• _YOUR GOAL_
Rewrite the records below, swapping every "point_to" for "locate" and keeping everything else the same. Leave the pictures out.

#### MATERIAL TO PROCESS ####

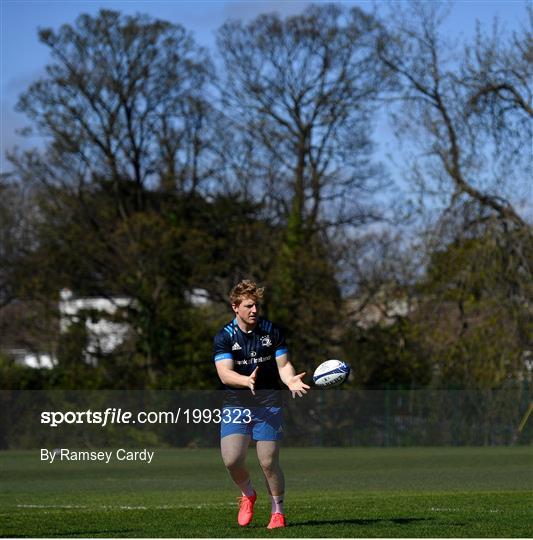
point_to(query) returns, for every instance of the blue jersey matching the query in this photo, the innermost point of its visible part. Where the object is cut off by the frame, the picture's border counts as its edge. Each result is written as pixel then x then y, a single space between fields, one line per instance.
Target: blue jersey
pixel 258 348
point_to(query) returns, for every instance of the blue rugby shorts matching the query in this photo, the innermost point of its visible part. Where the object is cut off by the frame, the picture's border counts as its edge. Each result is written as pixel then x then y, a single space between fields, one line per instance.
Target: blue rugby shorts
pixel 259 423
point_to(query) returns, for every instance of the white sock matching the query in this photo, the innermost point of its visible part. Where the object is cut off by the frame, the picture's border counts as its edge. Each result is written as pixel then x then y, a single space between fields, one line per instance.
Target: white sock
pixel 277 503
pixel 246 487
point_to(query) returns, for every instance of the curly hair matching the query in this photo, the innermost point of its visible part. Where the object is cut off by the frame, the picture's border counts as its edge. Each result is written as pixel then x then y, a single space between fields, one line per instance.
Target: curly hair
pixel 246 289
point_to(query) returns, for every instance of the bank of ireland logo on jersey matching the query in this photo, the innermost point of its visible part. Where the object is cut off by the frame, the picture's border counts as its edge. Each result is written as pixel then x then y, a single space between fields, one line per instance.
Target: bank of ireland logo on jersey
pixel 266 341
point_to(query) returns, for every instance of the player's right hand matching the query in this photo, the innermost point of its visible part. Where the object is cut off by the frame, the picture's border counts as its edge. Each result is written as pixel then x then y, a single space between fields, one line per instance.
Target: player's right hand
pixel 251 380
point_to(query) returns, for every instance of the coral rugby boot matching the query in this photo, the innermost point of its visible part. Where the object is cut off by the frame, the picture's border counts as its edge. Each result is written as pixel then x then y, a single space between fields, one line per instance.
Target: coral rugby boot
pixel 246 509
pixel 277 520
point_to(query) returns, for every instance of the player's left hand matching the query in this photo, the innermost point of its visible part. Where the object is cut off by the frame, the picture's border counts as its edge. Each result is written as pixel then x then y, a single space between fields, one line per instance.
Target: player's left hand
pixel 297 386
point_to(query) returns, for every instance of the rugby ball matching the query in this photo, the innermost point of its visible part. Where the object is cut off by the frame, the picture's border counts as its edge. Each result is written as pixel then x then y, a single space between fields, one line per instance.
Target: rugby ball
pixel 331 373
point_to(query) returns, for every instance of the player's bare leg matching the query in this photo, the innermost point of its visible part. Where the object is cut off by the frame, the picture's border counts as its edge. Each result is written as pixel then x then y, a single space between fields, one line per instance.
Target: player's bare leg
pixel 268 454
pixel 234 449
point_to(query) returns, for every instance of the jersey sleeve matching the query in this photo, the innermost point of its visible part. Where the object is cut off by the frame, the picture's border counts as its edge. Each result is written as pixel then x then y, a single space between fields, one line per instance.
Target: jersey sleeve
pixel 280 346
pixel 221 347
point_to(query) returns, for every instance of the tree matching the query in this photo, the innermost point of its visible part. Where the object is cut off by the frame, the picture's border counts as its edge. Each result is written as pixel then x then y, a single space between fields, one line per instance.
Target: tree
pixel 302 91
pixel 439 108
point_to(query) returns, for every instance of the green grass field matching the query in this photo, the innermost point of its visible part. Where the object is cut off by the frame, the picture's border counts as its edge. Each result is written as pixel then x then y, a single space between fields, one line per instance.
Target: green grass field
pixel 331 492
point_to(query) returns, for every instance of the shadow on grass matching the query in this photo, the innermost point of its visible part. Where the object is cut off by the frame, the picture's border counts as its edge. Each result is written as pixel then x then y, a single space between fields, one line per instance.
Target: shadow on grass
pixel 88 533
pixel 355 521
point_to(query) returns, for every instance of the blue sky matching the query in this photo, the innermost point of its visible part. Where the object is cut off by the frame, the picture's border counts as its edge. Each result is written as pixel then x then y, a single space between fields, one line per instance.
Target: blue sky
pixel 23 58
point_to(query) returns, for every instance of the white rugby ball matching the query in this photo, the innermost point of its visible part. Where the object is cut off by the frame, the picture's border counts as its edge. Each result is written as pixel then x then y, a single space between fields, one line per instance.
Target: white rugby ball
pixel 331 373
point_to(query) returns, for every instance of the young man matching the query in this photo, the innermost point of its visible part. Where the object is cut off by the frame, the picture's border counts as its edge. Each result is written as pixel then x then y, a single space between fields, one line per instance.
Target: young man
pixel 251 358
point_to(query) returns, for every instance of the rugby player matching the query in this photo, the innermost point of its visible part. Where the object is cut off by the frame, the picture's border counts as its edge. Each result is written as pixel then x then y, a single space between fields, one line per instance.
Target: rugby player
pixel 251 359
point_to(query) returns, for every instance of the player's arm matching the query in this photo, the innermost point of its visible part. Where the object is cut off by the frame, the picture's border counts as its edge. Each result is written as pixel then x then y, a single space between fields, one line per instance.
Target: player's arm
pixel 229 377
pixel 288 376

####

• _RESPONSE BELOW_
locate(query) returns, for every instance of the blue jersey matching the query in this photo, the innermost point of its visible part. Where the object is cut off by the frame, the picture's border counts as its edge. Each result is written as pixel then x then y, a single space between fields, one line per instance.
Target: blue jersey
pixel 258 348
locate(query) returns, for every instance of the blue rugby shorts matching the query in this photo, the innermost point of its visible part. Where the object is cut off by the frame, the picture's border counts as its edge. Each result is written as pixel then x then y, a single space between fields, one line per instance.
Target: blue rugby shorts
pixel 259 423
locate(query) returns, for every instance of the white sock matching the query in this photo, the innermost point of its visible part. Where the object is cut off by the frame, the picture's border counts as its edge. Each result is written as pixel then x then y, a single space between fields, one line per instance.
Target: white sock
pixel 277 503
pixel 246 487
locate(query) returns, for every instance of the curly hair matching the query in this photo, the innermost point of its visible part. Where the object is cut off by the frame, the picture's border counts as its edge. Each result is written as pixel then x then y, a single space between fields, one line per instance.
Target: curly hair
pixel 246 289
locate(query) returns, for every instance of the bank of ireland logo on jersey matching the query in this photo, the innermost point of its visible part. Where the object is cut off by the frame, the picture's border counts as its edge. Each result is written as pixel then x then y, a single space between fields, one line per instance.
Target: bank of ireland logo on jersey
pixel 266 341
locate(query) returns, for every instance of the player's right hand matching the query in this photo, the innermost point of its visible part. Where the object is cut off by the frame, the picture's border counts as its edge. Each result is written as pixel then x then y, a single space between fields, one line per instance.
Target: player's right hand
pixel 251 380
locate(query) returns, for every instance of the coral rugby boot matching the query in this photo, the innermost point of its visible part. Where the object is cut off by the frame, the picture's border counts as its edge. Each result is written as pixel then x then y, a single space between fields, one line per instance.
Target: coral rugby boot
pixel 246 509
pixel 277 520
locate(query) returns, for every instance of the player's left hand matching the query in this photo, the innermost point of its visible part. Where the object is cut off by the frame, the picture's border counts as its edge. Each result is written as pixel then x then y, a single space between fields, one line per instance.
Target: player's left hand
pixel 297 386
locate(query) returns, for every instance of the rugby ball matching the query in this photo, the innermost point of its visible part. Where the object is cut off by the frame, the picture's border counts as its edge. Each result is written as pixel then x then y, a single space between fields, one line per instance.
Target: rugby ball
pixel 331 373
locate(query) returns, for every instance of the player's bare leg matching the query in this photo, the innermost point of its visible part. Where the object is cut off by the frame, the picture's border counts as its edge. Each result is written as pixel then x then y, a single space between fields, one line per instance.
Target: player's bare leg
pixel 268 454
pixel 234 449
locate(query) returns, for every instance of the jersey sleeve matching the query in this photo, the innermost point of its visible part. Where the object is cut off by the frame, the picture's border counts as its edge. Each result is written as pixel then x then y, a single space between fields, one line per instance.
Target: jersey sleeve
pixel 280 346
pixel 221 347
locate(query) returns, for every instance of the tree matching the query in this photo, the innermost point of its visible part. Where the object is cut off by the frame, the picture's border counts as its edge. Each result is written as pixel then x then y, a single space between fields, one line per instance.
Target: tree
pixel 302 91
pixel 439 108
locate(query) returns, for every instance of the green grass field matching the query in this photo, the innermost point of its visible part. Where the object is cut off by the frame, the picture's border counts as its edge. Each result is written as pixel then x then y, a single space between fields, one line per instance.
Target: green grass field
pixel 331 492
locate(query) returns, for every instance of the shadow on grass matching the query in this photo, the innermost point of its visible part. Where the object is cut off by the frame, the picture's border counts as its edge. Each result is written as pixel then x then y, a single space between fields, one line per instance.
Target: shadow on grass
pixel 88 533
pixel 355 521
locate(query) returns, for every instance of the blue sky matching the query in this photo, the innermost point of its visible part. Where the object is cut off by the frame, the picture's border counts as its edge. Each result is written as pixel then x then y, a single space between fields, one line per instance.
Target: blue sky
pixel 23 58
locate(query) returns, for every instance of the white rugby ball matching the query in this photo, the innermost point of its visible part. Where the object is cut off by the frame, the picture's border counts as its edge. Each result is written as pixel then x then y, a single space between fields, one line per instance.
Target: white rugby ball
pixel 331 373
locate(query) returns, for every instance of the young man matching the query in this photo, the innermost point of its visible part. Where the object is cut off by the frame, the picture's border counts as its edge. Each result is written as pixel then x then y, a single space between fields, one line per instance.
Target: young man
pixel 251 358
locate(query) returns, for every instance of the rugby player matching the query in this photo, the innermost point of its visible part. Where the object is cut off by the frame, the picture's border counts as its edge. Each result is written as pixel then x then y, a single space between fields, one line per instance.
Target: rugby player
pixel 251 359
locate(query) returns, for every instance of the player's arm matching the query in this photo, the innermost point of its visible part. Where the object is cut off by the frame, the picture's border counts as its edge. Each result is written as pixel then x then y, a single space between fields, one line per instance.
Target: player's arm
pixel 229 377
pixel 288 376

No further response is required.